▶ **GIVEN INSTRUCTION 1**: Which lines of the entries below contain the word "person"? Copy each such line, treating uppercase and lowercase as different.
--*--
This topic provides the DDL syntax that is used to create a Hologres result table, describes the parameters in the WITH clause, and provides streaming semantics and data type mappings.

Note The Hologres connector can be used to store data of a result table for streaming deployments and batch deployments.

Background information

  • Introduction to Hologres

    Hologres is a real-time interactive analytics service that is developed by Alibaba Cloud. Hologres is compatible with the PostgreSQL protocol and is seamlessly integrated with the big data ecosystem. Hologres allows you to analyze and process up to petabytes of data with high concurrency and low latency. Hologres allows you to use existing business intelligence (BI) tools to perform multidimensional analysis and explore your business in an efficient manner.

  • Features
    The following table describes the features that are supported by the Hologres connector.
    Feature Description
    Streaming semantics Allows the system to write changelogs to a Hologres result table.
    Merge data into a wide table Updates only data in specific fields instead of data in an entire row.
--*--
▶ **GIVEN INSTRUCTION 2**: Do these statements agree with the Hologres text above? Answer yes or no for each and quote the words from the text that settle it. (a) Hologres is compatible with the MySQL protocol. (b) The Hologres connector can store data of a result table for batch deployments. (c) Merging data into a wide table updates the data in an entire row.

Labeled-object pointing entries:
--*--
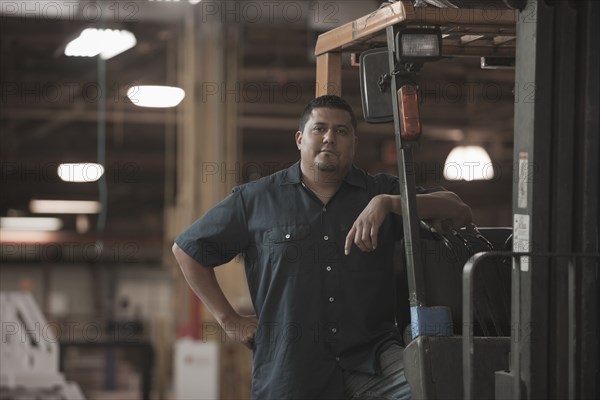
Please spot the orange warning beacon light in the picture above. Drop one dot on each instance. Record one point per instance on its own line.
(408, 104)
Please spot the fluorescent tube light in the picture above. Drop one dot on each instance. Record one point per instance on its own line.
(30, 224)
(64, 207)
(80, 172)
(468, 163)
(104, 42)
(155, 96)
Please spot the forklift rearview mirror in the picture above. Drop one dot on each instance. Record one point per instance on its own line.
(375, 88)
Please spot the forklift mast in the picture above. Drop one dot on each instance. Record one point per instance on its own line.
(550, 348)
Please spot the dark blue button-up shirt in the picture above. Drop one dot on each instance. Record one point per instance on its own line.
(319, 311)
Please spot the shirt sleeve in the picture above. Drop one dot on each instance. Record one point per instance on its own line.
(219, 235)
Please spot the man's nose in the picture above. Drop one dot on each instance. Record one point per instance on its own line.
(329, 136)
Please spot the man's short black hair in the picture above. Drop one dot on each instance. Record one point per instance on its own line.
(326, 101)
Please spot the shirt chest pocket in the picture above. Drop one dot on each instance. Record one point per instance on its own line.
(289, 249)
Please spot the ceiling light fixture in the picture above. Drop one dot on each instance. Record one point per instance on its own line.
(104, 42)
(46, 224)
(155, 96)
(80, 172)
(192, 2)
(64, 207)
(468, 163)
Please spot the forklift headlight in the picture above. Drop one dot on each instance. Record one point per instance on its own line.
(419, 44)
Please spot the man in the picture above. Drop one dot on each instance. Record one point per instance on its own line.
(318, 241)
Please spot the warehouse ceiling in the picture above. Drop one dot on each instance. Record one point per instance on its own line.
(51, 111)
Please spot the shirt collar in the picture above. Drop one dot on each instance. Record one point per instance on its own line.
(293, 175)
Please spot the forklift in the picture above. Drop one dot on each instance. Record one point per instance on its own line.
(516, 314)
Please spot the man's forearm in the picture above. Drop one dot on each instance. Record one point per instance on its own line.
(204, 283)
(436, 206)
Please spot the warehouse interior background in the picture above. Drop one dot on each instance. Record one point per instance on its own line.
(106, 280)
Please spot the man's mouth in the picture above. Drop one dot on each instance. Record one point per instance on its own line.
(329, 152)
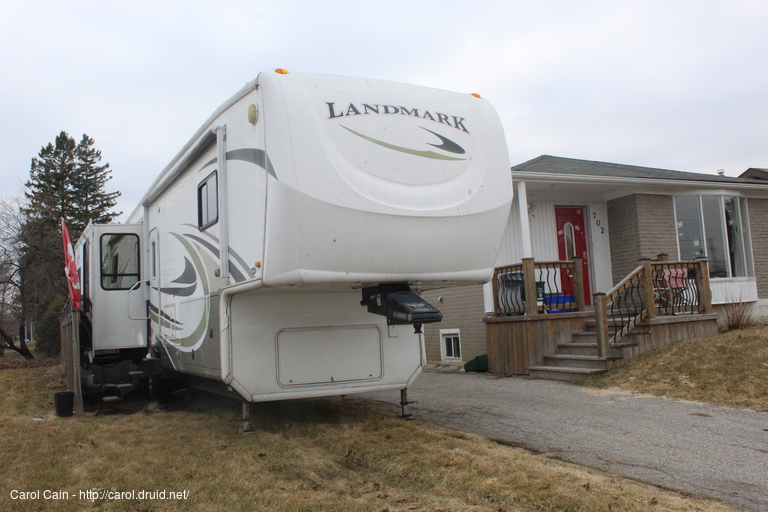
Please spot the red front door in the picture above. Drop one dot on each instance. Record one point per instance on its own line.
(571, 242)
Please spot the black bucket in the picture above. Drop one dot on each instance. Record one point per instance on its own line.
(64, 402)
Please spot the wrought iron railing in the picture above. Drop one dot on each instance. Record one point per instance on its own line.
(654, 288)
(554, 286)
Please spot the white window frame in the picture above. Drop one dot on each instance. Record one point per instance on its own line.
(745, 232)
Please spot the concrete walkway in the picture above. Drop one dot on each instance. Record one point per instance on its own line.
(702, 449)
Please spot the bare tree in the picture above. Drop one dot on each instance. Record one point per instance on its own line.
(11, 315)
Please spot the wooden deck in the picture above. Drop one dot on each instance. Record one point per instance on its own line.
(647, 310)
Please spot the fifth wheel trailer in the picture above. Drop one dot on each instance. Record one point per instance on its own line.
(282, 251)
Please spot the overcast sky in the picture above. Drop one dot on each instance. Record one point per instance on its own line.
(670, 84)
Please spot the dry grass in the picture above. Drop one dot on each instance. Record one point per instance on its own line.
(730, 369)
(308, 455)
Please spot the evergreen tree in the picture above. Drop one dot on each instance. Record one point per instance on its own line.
(89, 199)
(66, 181)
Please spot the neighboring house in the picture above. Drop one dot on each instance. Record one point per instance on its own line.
(612, 215)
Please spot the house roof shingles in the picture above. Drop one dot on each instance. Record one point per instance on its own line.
(559, 165)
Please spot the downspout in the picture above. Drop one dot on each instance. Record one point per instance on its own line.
(147, 270)
(525, 225)
(221, 146)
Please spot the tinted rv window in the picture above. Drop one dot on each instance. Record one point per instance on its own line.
(119, 261)
(207, 201)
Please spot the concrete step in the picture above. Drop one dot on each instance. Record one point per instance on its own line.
(580, 361)
(563, 373)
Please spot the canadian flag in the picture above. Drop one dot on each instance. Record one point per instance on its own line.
(70, 269)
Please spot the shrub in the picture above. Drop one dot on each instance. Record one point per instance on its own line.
(49, 329)
(737, 315)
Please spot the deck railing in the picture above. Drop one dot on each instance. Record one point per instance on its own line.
(654, 288)
(556, 286)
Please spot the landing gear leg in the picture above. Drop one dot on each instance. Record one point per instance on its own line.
(246, 428)
(404, 403)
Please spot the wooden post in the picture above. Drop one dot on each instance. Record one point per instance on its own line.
(649, 303)
(495, 286)
(601, 324)
(702, 284)
(77, 383)
(529, 284)
(578, 283)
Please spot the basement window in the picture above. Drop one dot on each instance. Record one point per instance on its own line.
(450, 344)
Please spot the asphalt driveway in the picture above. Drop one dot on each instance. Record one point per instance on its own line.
(691, 447)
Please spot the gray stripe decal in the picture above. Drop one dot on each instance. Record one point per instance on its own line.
(251, 155)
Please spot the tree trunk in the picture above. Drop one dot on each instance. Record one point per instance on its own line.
(21, 349)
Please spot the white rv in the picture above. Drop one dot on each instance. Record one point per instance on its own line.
(281, 252)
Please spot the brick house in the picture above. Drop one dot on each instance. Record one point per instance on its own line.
(612, 215)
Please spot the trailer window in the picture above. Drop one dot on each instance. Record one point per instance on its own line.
(119, 261)
(208, 201)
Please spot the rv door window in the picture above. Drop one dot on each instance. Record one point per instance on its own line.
(207, 201)
(119, 261)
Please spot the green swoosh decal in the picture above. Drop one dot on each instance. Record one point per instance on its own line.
(199, 331)
(415, 152)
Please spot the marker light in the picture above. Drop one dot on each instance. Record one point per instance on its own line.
(253, 113)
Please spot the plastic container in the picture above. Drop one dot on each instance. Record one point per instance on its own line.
(64, 402)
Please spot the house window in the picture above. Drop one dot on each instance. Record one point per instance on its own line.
(711, 227)
(208, 201)
(119, 261)
(450, 346)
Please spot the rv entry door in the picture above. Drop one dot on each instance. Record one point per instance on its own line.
(119, 291)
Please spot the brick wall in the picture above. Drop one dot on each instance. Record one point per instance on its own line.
(758, 225)
(641, 226)
(625, 236)
(462, 308)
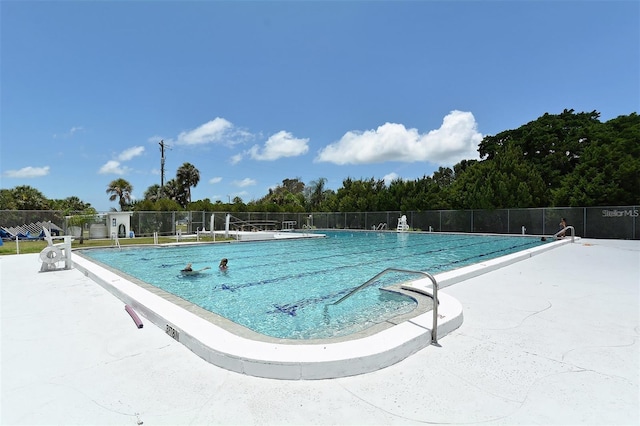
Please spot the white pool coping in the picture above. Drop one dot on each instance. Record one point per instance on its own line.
(276, 360)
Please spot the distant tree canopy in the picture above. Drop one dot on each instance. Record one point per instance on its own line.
(568, 159)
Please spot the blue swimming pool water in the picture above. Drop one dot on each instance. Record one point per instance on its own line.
(285, 288)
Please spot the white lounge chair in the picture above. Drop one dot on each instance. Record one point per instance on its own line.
(55, 252)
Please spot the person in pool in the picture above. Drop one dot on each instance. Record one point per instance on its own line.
(188, 270)
(223, 264)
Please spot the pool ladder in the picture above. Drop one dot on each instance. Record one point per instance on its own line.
(564, 231)
(434, 330)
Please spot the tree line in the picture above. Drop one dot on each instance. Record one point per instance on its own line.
(568, 159)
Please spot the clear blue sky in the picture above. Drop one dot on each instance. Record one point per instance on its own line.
(252, 93)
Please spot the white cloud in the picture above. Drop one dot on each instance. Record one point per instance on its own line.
(455, 140)
(27, 172)
(212, 131)
(281, 144)
(244, 182)
(130, 153)
(113, 167)
(235, 159)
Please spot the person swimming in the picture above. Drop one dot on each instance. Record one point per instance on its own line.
(188, 270)
(223, 264)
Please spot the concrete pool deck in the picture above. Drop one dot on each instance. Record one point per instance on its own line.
(552, 339)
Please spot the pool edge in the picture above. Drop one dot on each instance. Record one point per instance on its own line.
(277, 360)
--*--
▶ **EXERCISE RESPONSE 1**:
Please spot the person in pool in the picture above. Drop one dot on each instance. Record one point per instance on its own line.
Please spot the person swimming in the picture above. Drop one dot on each instance. Record one point per instance on its own line.

▶ **EXERCISE RESPONSE 2**:
(a) No: "Hologres is compatible with the PostgreSQL protocol"
(b) Yes: "The Hologres connector can be used to store data of a result table for streaming deployments and batch deployments."
(c) No: "Updates only data in specific fields instead of data in an entire row."